TASK STATEMENT
From the material below, extract every line that contains the word "wall" and copy each one in full.

Coordinate annotation entries
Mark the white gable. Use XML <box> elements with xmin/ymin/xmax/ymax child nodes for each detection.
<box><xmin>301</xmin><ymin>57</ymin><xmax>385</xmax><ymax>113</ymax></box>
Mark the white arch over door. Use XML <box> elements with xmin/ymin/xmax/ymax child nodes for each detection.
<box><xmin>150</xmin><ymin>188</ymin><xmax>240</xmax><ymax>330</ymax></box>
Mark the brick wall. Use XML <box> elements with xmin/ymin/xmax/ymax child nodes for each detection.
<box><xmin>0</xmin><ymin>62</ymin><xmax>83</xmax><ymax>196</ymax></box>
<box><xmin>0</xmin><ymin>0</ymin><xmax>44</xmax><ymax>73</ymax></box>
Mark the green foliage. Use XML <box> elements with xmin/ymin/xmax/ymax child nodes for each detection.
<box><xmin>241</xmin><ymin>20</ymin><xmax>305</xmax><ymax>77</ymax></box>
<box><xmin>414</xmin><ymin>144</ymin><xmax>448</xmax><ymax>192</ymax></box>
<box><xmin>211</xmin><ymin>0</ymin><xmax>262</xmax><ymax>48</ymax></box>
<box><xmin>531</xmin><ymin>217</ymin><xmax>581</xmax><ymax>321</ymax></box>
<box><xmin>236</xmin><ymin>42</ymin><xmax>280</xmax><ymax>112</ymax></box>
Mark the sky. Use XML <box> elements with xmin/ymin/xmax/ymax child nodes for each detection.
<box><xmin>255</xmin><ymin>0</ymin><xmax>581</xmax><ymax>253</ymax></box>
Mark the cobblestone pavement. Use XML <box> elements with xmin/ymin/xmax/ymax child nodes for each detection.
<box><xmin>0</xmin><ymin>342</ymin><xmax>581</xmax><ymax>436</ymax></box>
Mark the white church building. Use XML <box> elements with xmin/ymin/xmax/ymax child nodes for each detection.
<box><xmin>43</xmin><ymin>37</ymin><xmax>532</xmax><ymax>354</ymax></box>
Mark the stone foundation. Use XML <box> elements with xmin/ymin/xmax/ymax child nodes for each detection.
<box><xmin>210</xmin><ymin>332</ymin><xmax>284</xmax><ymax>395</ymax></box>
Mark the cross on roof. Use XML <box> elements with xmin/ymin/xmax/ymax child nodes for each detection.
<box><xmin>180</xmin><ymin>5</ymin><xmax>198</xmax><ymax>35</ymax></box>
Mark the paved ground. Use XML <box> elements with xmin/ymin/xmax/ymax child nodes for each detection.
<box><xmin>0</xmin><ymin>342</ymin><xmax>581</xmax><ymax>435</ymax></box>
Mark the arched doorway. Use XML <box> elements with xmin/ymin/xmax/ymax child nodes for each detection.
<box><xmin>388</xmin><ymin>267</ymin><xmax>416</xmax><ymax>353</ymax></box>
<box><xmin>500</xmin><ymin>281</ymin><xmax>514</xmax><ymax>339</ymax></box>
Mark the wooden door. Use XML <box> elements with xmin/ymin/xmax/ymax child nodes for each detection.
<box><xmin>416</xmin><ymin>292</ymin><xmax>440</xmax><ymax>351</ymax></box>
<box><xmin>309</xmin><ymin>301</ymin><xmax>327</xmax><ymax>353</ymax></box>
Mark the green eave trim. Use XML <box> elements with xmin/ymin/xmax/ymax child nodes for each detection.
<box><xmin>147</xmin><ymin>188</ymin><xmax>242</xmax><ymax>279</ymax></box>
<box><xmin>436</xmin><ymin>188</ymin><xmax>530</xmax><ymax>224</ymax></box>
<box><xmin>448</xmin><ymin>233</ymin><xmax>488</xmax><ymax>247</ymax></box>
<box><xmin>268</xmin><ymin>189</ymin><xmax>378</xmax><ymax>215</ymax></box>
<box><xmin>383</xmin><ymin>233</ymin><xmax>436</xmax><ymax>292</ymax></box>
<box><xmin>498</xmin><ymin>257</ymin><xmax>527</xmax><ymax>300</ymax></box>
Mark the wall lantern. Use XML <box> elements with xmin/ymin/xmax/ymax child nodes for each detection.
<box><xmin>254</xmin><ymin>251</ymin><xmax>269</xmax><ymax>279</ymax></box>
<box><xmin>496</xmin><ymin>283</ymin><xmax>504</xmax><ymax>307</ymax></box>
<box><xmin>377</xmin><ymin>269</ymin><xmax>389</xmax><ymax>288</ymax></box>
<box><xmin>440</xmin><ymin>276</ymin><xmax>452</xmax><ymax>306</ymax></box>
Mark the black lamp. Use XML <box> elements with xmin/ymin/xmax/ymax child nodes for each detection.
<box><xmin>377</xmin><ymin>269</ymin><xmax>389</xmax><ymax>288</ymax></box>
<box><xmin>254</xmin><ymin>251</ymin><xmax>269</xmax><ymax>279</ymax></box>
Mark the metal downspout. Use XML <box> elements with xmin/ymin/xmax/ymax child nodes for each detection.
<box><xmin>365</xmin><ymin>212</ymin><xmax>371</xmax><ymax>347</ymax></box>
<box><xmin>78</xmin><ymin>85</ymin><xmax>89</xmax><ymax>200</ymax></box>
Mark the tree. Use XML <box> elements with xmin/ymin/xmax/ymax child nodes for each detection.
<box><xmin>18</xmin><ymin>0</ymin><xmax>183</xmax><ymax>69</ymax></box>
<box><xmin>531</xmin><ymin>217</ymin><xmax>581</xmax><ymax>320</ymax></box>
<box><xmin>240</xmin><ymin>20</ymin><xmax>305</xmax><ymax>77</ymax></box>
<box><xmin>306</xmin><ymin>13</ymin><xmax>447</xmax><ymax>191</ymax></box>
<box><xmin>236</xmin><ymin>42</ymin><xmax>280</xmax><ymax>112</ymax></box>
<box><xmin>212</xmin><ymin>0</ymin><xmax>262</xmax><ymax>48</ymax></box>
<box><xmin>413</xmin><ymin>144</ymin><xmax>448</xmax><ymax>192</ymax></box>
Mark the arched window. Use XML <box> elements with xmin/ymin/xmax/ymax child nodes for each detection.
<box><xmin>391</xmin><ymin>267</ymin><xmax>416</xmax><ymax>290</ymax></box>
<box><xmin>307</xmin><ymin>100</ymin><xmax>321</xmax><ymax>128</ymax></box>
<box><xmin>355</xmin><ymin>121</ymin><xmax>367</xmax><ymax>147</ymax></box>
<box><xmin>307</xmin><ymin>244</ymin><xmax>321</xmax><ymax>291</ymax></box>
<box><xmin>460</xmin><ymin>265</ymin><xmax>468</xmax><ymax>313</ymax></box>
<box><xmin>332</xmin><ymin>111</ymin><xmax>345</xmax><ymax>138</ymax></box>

EXPECTED ANSWER
Mark the brick wall. Use XML <box> elements with xmin/ymin/xmax/ymax child nodes for each detection.
Mark the wall lantern. Use XML <box> elements with xmin/ymin/xmax/ymax child nodes for each detection.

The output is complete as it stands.